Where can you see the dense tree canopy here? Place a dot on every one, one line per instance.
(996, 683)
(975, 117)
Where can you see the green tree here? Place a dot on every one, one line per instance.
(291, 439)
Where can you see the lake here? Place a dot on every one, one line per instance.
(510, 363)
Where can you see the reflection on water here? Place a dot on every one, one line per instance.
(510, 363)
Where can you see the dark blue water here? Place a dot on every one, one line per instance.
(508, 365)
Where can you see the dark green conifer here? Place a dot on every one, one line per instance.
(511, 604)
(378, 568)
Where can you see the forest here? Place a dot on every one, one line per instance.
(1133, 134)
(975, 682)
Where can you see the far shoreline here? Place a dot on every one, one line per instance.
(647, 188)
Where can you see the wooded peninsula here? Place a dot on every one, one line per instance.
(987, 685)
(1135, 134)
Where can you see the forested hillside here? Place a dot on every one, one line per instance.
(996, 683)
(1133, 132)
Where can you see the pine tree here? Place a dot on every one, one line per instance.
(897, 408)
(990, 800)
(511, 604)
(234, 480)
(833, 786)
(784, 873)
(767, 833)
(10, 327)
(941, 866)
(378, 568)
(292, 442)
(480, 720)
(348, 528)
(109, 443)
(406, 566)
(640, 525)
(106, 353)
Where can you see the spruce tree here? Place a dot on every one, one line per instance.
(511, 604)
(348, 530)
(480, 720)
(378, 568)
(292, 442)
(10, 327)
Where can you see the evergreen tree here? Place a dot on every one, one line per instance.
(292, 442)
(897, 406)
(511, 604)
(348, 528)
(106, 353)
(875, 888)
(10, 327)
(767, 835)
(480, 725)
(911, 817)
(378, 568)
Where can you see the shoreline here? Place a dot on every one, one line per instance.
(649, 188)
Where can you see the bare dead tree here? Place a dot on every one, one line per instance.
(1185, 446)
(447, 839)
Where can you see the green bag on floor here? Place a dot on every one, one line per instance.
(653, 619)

WHAT TO WORK ON: Can you set down, word for word, the lines of the data above, starting at the line that contains "Where can you see the far" and ending after the line that contains "(1133, 132)"?

RESULT OF THIS TASK:
Where can you see the far shoreline here? Place a dot on every one, one line per instance.
(647, 188)
Where can you see the wooded peninsula here? Place a dot on every one, one line per instance.
(987, 685)
(1135, 134)
Where can you see the forested hillside here? Place a dot on every one, one line per instance.
(996, 683)
(1133, 132)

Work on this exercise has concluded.